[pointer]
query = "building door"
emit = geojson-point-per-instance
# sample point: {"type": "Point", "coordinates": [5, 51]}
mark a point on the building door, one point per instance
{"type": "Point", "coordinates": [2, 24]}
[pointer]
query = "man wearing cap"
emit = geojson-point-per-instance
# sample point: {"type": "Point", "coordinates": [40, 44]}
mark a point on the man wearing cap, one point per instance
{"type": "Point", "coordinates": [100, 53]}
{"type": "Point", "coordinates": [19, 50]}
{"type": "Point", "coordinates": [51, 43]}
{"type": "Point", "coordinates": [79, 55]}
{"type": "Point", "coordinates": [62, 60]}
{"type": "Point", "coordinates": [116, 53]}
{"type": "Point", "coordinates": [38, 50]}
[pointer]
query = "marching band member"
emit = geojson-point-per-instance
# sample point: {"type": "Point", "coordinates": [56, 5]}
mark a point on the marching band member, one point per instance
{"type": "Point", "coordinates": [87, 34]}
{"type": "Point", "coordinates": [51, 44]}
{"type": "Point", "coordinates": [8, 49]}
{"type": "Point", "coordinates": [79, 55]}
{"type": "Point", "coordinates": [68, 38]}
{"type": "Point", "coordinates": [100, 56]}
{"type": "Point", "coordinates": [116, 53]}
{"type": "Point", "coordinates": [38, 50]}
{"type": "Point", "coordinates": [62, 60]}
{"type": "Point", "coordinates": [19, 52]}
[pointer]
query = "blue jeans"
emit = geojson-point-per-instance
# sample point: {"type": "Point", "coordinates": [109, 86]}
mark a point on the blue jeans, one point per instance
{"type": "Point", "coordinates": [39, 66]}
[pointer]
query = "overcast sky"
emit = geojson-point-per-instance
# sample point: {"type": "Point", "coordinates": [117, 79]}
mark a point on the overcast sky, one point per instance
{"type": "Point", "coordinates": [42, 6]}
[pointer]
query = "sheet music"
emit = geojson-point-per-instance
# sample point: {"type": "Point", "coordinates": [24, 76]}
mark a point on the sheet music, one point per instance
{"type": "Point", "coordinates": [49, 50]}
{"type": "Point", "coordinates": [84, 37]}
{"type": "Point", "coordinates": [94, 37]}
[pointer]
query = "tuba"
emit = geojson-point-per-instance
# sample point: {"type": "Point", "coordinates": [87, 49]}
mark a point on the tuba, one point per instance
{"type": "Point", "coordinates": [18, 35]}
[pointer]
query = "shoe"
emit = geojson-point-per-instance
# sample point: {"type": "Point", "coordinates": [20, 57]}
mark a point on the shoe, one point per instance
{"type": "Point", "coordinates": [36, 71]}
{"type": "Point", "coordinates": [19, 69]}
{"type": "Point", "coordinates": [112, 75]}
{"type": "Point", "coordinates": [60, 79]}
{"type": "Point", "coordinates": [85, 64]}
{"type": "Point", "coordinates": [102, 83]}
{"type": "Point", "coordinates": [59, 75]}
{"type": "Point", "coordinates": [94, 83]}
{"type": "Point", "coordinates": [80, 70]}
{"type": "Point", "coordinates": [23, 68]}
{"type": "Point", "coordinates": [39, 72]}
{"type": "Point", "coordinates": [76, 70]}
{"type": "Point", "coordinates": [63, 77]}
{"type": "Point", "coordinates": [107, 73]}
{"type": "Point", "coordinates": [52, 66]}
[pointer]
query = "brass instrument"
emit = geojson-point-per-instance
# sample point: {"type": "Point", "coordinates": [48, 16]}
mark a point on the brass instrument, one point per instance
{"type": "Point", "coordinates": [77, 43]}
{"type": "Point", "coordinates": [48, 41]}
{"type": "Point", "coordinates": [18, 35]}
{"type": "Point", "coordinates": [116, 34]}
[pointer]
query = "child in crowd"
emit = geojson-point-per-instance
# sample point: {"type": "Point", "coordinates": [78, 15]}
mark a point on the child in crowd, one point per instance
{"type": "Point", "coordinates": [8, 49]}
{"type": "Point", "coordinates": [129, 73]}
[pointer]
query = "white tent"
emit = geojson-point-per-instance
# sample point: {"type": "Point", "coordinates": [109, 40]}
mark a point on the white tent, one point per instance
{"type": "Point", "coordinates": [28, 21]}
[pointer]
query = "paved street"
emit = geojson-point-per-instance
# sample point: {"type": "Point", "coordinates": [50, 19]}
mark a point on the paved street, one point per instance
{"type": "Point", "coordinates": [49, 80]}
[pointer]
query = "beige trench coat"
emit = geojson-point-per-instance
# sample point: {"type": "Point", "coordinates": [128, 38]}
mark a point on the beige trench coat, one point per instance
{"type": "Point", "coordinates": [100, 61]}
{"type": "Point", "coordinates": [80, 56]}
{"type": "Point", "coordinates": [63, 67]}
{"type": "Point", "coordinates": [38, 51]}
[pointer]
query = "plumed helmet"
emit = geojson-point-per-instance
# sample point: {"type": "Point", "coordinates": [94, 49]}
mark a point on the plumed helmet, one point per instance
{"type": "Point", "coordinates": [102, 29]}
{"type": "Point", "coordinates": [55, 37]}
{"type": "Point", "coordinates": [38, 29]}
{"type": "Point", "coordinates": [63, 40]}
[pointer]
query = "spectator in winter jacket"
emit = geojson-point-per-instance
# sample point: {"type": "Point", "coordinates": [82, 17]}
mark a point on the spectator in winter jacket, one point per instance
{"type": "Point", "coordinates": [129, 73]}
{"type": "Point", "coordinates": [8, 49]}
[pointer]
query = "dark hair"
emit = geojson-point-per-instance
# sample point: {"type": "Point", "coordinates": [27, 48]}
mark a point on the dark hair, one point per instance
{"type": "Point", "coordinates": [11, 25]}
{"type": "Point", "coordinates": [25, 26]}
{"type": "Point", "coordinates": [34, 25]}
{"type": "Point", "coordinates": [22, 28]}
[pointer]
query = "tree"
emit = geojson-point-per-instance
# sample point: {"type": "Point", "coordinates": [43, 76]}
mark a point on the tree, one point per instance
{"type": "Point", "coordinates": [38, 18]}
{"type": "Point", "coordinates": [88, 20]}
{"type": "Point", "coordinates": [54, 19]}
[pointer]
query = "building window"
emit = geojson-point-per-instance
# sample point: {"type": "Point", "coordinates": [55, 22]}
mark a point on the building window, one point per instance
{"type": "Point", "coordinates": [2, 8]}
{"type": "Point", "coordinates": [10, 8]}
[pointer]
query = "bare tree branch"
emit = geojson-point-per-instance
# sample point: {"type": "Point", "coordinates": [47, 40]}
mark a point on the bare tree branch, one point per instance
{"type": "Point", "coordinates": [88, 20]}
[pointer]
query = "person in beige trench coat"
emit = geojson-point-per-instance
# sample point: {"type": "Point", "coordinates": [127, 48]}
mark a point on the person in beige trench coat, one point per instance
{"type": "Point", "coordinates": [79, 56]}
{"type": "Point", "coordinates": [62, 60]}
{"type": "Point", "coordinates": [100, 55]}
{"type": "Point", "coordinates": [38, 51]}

**INSTRUCTION**:
Using the entries above, please restate each one word for word.

**RESULT OF THE EXERCISE**:
[pointer]
query = "building door"
emit = geojson-point-per-instance
# sample point: {"type": "Point", "coordinates": [5, 51]}
mark a point on the building door, one point per instance
{"type": "Point", "coordinates": [2, 24]}
[pointer]
query = "man wearing cap"
emit = geojson-point-per-instance
# sample point: {"type": "Point", "coordinates": [40, 44]}
mark a point on the man wearing cap, one point per instance
{"type": "Point", "coordinates": [100, 53]}
{"type": "Point", "coordinates": [19, 50]}
{"type": "Point", "coordinates": [51, 43]}
{"type": "Point", "coordinates": [79, 55]}
{"type": "Point", "coordinates": [62, 60]}
{"type": "Point", "coordinates": [116, 53]}
{"type": "Point", "coordinates": [38, 50]}
[pointer]
query = "marching band member"
emit = geojson-point-per-instance
# sample point: {"type": "Point", "coordinates": [56, 5]}
mark a point on the marching band member, one point per instance
{"type": "Point", "coordinates": [87, 34]}
{"type": "Point", "coordinates": [51, 44]}
{"type": "Point", "coordinates": [8, 49]}
{"type": "Point", "coordinates": [79, 55]}
{"type": "Point", "coordinates": [68, 38]}
{"type": "Point", "coordinates": [100, 56]}
{"type": "Point", "coordinates": [116, 53]}
{"type": "Point", "coordinates": [38, 50]}
{"type": "Point", "coordinates": [62, 60]}
{"type": "Point", "coordinates": [19, 52]}
[pointer]
query = "blue jeans"
emit = geojson-point-per-instance
# sample point: {"type": "Point", "coordinates": [109, 86]}
mark a point on the blue jeans, one point per instance
{"type": "Point", "coordinates": [39, 66]}
[pointer]
query = "overcast sky"
emit = geojson-point-per-instance
# sample point: {"type": "Point", "coordinates": [117, 79]}
mark a point on the overcast sky, one point per instance
{"type": "Point", "coordinates": [42, 6]}
[pointer]
query = "sheet music"
emit = geojson-point-per-instance
# sample point: {"type": "Point", "coordinates": [24, 76]}
mark a point on the sheet music, one point per instance
{"type": "Point", "coordinates": [49, 50]}
{"type": "Point", "coordinates": [84, 37]}
{"type": "Point", "coordinates": [94, 37]}
[pointer]
query = "tuba"
emit = geojson-point-per-instance
# sample point: {"type": "Point", "coordinates": [87, 49]}
mark a point on the tuba, one point per instance
{"type": "Point", "coordinates": [18, 35]}
[pointer]
query = "shoe"
emit = geojson-point-per-instance
# sample point: {"type": "Point", "coordinates": [20, 57]}
mark a point on the shoe, one point per instance
{"type": "Point", "coordinates": [36, 71]}
{"type": "Point", "coordinates": [19, 69]}
{"type": "Point", "coordinates": [112, 75]}
{"type": "Point", "coordinates": [60, 79]}
{"type": "Point", "coordinates": [85, 64]}
{"type": "Point", "coordinates": [102, 83]}
{"type": "Point", "coordinates": [59, 75]}
{"type": "Point", "coordinates": [94, 83]}
{"type": "Point", "coordinates": [80, 70]}
{"type": "Point", "coordinates": [23, 68]}
{"type": "Point", "coordinates": [39, 72]}
{"type": "Point", "coordinates": [76, 70]}
{"type": "Point", "coordinates": [63, 77]}
{"type": "Point", "coordinates": [107, 73]}
{"type": "Point", "coordinates": [52, 66]}
[pointer]
query = "brass instrument"
emit = geojson-point-per-instance
# sample point: {"type": "Point", "coordinates": [48, 16]}
mark a point on the brass instrument, one point per instance
{"type": "Point", "coordinates": [77, 43]}
{"type": "Point", "coordinates": [48, 41]}
{"type": "Point", "coordinates": [18, 35]}
{"type": "Point", "coordinates": [116, 34]}
[pointer]
query = "child in crowd"
emit = geojson-point-per-instance
# sample point: {"type": "Point", "coordinates": [78, 15]}
mark a point on the child in crowd, one point per instance
{"type": "Point", "coordinates": [8, 49]}
{"type": "Point", "coordinates": [129, 73]}
[pointer]
query = "white tent"
emit = geojson-point-per-instance
# sample point: {"type": "Point", "coordinates": [109, 40]}
mark a point on the white tent, one point per instance
{"type": "Point", "coordinates": [28, 21]}
[pointer]
query = "paved street"
emit = geojson-point-per-instance
# sample point: {"type": "Point", "coordinates": [50, 19]}
mark a point on the paved street, one point per instance
{"type": "Point", "coordinates": [49, 80]}
[pointer]
query = "beige trench coat"
emit = geojson-point-per-instance
# sample point: {"type": "Point", "coordinates": [128, 38]}
mark a point on the beige trench coat, one point per instance
{"type": "Point", "coordinates": [100, 61]}
{"type": "Point", "coordinates": [80, 56]}
{"type": "Point", "coordinates": [63, 67]}
{"type": "Point", "coordinates": [38, 51]}
[pointer]
query = "plumed helmet"
emit = geojson-point-per-instance
# sample point: {"type": "Point", "coordinates": [94, 49]}
mark a point on the plumed helmet, one point per instance
{"type": "Point", "coordinates": [102, 29]}
{"type": "Point", "coordinates": [55, 37]}
{"type": "Point", "coordinates": [38, 29]}
{"type": "Point", "coordinates": [63, 40]}
[pointer]
query = "spectator in winter jacket"
emit = geojson-point-per-instance
# sample point: {"type": "Point", "coordinates": [82, 17]}
mark a point on the spectator in winter jacket, one point per instance
{"type": "Point", "coordinates": [129, 73]}
{"type": "Point", "coordinates": [8, 49]}
[pointer]
query = "dark hair"
emit = geojson-point-per-instance
# sample point: {"type": "Point", "coordinates": [27, 48]}
mark a point on the dark hair, one point per instance
{"type": "Point", "coordinates": [11, 25]}
{"type": "Point", "coordinates": [25, 26]}
{"type": "Point", "coordinates": [34, 25]}
{"type": "Point", "coordinates": [22, 28]}
[pointer]
query = "tree"
emit = geojson-point-per-instance
# sample point: {"type": "Point", "coordinates": [43, 76]}
mark a point on the tree, one point per instance
{"type": "Point", "coordinates": [38, 18]}
{"type": "Point", "coordinates": [88, 20]}
{"type": "Point", "coordinates": [54, 19]}
[pointer]
query = "building window"
emit = geojson-point-per-instance
# sample point: {"type": "Point", "coordinates": [55, 22]}
mark a point on the building window, one point per instance
{"type": "Point", "coordinates": [2, 8]}
{"type": "Point", "coordinates": [10, 8]}
[pointer]
query = "bare tree branch"
emit = geojson-point-per-instance
# sample point: {"type": "Point", "coordinates": [47, 40]}
mark a point on the bare tree branch, one point per instance
{"type": "Point", "coordinates": [88, 20]}
[pointer]
query = "person in beige trench coat"
emit = geojson-point-per-instance
# sample point: {"type": "Point", "coordinates": [127, 48]}
mark a point on the person in beige trench coat, one point per instance
{"type": "Point", "coordinates": [79, 56]}
{"type": "Point", "coordinates": [62, 60]}
{"type": "Point", "coordinates": [100, 55]}
{"type": "Point", "coordinates": [38, 51]}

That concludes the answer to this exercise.